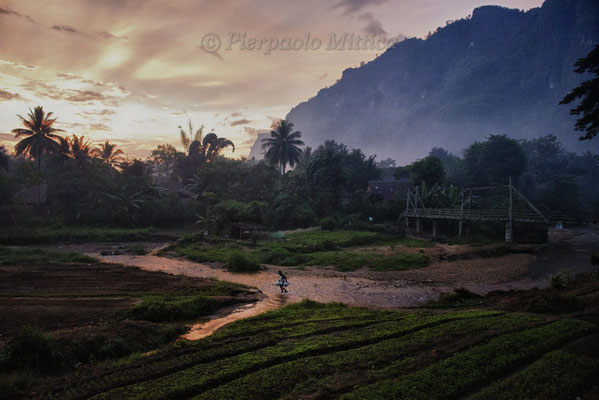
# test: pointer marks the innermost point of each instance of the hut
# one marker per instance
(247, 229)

--

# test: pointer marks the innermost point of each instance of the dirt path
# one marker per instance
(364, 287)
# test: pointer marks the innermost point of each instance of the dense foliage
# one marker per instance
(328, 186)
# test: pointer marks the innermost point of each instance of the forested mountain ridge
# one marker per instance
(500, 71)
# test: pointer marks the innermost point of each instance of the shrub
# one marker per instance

* * *

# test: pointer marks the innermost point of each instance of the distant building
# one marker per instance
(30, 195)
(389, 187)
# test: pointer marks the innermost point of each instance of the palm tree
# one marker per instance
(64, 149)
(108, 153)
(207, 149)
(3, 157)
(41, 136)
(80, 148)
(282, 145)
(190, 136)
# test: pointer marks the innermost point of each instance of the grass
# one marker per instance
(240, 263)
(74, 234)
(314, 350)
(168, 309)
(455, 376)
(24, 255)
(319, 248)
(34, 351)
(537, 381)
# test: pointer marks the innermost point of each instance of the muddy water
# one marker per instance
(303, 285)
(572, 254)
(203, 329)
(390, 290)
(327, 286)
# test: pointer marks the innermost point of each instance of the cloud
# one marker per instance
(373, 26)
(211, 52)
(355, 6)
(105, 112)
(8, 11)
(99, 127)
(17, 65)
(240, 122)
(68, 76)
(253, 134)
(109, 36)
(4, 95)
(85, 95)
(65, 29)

### The request
Extract every line of the items above that contains the word "marks", matching case exactly.

### Task answer
# test: pointer marks the innermost point of each instance of the hut
# test: pointer marks the innermost point of each instance of the dirt path
# test: pointer marks the innermost point of each instance of the dense foliage
# test: pointer marks the innermost point of each instance of the forested mountain ridge
# test: pointer marks the innermost point of each instance of the shrub
# test: pointer marks the innermost point of each instance of the distant building
# test: pointer marks the innermost point of each instance of the palm tree
# test: pointer marks the innermost point of each instance of the grass
# test: pointer marks the innermost point of each instance of the muddy water
# test: pointer marks the innermost point of each instance of the cloud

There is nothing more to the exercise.